- _INSTRUCTIONS FOR THE TASK_:
The data below should be printed in full, exactly, and without any of its images.

- _Photo-based referring expression data_:
==================================================
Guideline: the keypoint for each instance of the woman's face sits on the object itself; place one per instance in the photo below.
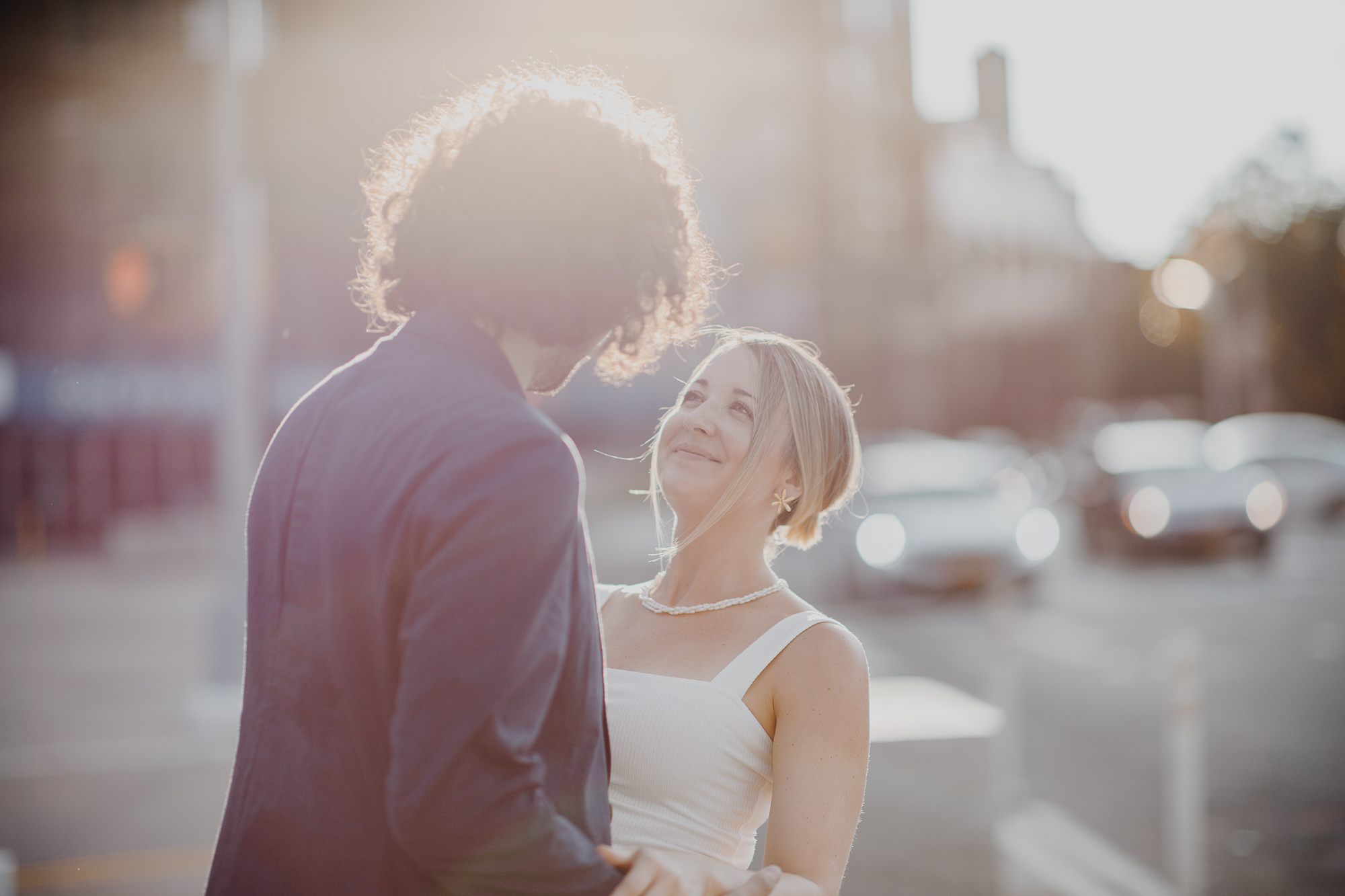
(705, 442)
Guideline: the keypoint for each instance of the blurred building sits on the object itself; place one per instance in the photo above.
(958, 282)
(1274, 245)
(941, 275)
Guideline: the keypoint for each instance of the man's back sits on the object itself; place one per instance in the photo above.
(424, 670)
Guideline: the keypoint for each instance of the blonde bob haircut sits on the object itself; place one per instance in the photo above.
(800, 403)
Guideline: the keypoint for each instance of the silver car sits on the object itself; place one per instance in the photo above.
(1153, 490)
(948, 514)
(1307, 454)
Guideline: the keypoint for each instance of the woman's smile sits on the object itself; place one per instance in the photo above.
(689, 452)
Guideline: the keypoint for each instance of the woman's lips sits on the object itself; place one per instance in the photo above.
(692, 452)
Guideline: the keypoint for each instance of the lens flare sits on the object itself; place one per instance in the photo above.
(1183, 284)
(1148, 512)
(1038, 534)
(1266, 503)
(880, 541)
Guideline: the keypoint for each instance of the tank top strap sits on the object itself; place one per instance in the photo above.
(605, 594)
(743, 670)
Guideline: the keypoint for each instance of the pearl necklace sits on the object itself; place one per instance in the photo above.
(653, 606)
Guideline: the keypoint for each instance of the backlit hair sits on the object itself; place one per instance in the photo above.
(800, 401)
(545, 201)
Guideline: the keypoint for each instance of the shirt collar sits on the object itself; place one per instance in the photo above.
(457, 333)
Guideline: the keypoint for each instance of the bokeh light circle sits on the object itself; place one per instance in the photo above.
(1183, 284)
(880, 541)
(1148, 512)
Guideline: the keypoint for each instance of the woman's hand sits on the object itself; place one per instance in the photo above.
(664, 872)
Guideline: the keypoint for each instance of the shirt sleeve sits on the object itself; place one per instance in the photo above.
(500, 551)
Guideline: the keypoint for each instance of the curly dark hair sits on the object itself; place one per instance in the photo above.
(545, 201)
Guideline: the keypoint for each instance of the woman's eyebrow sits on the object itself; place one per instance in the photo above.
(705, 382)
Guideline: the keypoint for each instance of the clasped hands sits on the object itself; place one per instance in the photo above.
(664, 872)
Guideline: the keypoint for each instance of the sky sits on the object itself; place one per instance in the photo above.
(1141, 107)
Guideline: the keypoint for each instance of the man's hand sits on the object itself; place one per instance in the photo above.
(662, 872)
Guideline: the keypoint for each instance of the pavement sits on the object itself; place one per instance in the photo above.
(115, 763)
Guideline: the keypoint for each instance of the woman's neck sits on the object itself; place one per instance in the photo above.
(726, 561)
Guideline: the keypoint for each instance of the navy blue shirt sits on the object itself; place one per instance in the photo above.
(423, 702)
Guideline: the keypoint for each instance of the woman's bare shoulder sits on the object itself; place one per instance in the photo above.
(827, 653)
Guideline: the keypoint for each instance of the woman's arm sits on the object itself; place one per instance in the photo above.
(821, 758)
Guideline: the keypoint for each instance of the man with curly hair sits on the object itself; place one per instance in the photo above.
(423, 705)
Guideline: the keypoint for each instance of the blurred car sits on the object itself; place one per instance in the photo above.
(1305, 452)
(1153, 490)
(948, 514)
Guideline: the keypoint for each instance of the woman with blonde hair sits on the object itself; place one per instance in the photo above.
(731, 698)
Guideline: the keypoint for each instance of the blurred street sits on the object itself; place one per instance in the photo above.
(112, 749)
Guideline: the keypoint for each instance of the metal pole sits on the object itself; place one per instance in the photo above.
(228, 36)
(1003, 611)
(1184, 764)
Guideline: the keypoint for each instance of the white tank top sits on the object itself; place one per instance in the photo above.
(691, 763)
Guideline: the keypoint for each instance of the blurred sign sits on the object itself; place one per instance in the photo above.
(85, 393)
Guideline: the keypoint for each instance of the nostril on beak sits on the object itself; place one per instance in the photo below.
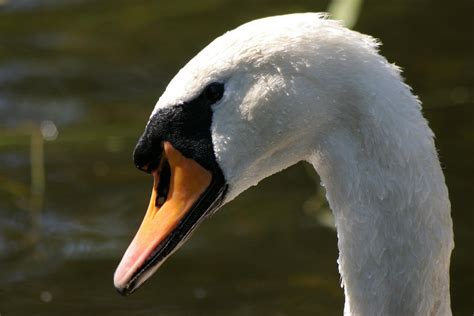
==================================================
- _TASK RESPONSE_:
Guideline: the keypoint for each instance of the woman's face sits on the object itself; place one per instance in the photo below.
(705, 442)
Guideline: the keypoint for each instance of the blurred building sits on the object itself; place one per instance in the photo above.
(958, 282)
(1274, 245)
(941, 275)
Guideline: the keypoint for each instance of the man's back sits on the object itself; place one per instance in the photo above.
(424, 670)
Guideline: the keypoint for each instance of the blonde bob haircut sits on the object itself; place one per instance in the photo above.
(800, 403)
Guideline: the keypoint for each instance of the silver car sits on the object itself; place one per instance in the photo above.
(1153, 490)
(948, 514)
(1307, 454)
Guideline: the keypoint for each instance of the woman's smile sits on the object itself; place one per instance in the photo above.
(689, 452)
Guideline: the keypoint for each instance of the woman's lips sits on the object itself; place one per instance in the photo above.
(692, 452)
Guideline: the keypoint for each instance of the lens flare sits on the object itself; place one per instance in the photo above.
(1183, 284)
(1148, 512)
(1038, 534)
(1266, 503)
(880, 541)
Guideline: the keypoint for each instance of the tank top strap sits on the object itself; place one per instance in the photo above.
(605, 594)
(743, 670)
Guideline: the keypoint for each instance of the pearl necklace sits on the object itself; place one per instance in the photo above.
(653, 606)
Guideline: the keypoint for each instance of the backlit hair sits on the object itself; place one per instance in the photo above.
(800, 401)
(545, 201)
Guideline: the keypoint for each instance of the shirt collar sits on the object itself; place one per instance in the photo above.
(457, 333)
Guideline: the keypoint for each instance of the bokeh light circle sits on the object itself; place one per instance in the photo above.
(1183, 284)
(880, 541)
(1148, 512)
Guideline: the keypoint for each instance of the woman's hand sits on the object itself; place one per instance in the photo above.
(664, 872)
Guideline: the keypoint for each instance of the shirt sleeve sits on the object itself; place one per instance in the photo above.
(500, 551)
Guideline: the keypoint for each instance of the curly dark hair sits on the object itself; place one per instance in the photo above.
(545, 201)
Guideline: the keypoint for each instance of the woman's eyebrow sits on the object itself; place one per instance in the photo above.
(705, 382)
Guideline: the keypoint for each instance of the clasped hands sits on the object itself; place one per instance in the photo above.
(664, 872)
Guideline: the keypoint for each instance of the sky sits on the object itself; place one per instance in the photo above.
(1141, 107)
Guideline: the keypoint for each instance of the man's hand sits on the object itself; place one per instance in the photo above.
(662, 872)
Guideline: the keypoint for each instance of the pavement sits on the object itself; place one per instance in the photo above.
(115, 763)
Guideline: the keypoint for each instance of the woman's neck sits on the object itself; place one per instance in the photo above.
(726, 561)
Guideline: the keypoint for each instance of the navy blue shirt sits on the object itself; place one per instance in the photo above.
(423, 702)
Guideline: the keypoint for each instance of the woman's bare shoulder sits on the object itself; place one per instance in the photo above.
(827, 653)
Guideline: the keypoint for each instance of the woman's arm sits on the object itself; place one per instance in the photo above.
(821, 758)
Guideline: the keypoint for each instance of the man with curly hair sits on the object itself; place one per instance in the photo above.
(423, 705)
Guideline: the keypoint for each instance of the blurred car sits on the object itself; place one per instance in the photo above.
(1305, 452)
(1153, 490)
(948, 514)
Guideline: the keypoint for each instance of the woman with blonde hair sits on the object itself; place one per instance in the photo above.
(731, 698)
Guideline: the keypoint for each instance of the blurred street sits on the object itself; place one per instance in the photo above.
(112, 749)
Guideline: the keypoint for each instance of the metal pole sits on the object itself; place one per instance in the photo above.
(228, 36)
(1003, 611)
(1184, 764)
Guideline: the keypoint for each instance of the white tank top sits on the object itself; place one per instance in the photo above.
(691, 763)
Guideline: the keypoint for each instance of the blurred sign sits on the object itself; place one per instance in the photo above.
(85, 393)
Guideline: the keypoint for each instance of the nostril on beak sits on the object itself; place one per instance in the photo below.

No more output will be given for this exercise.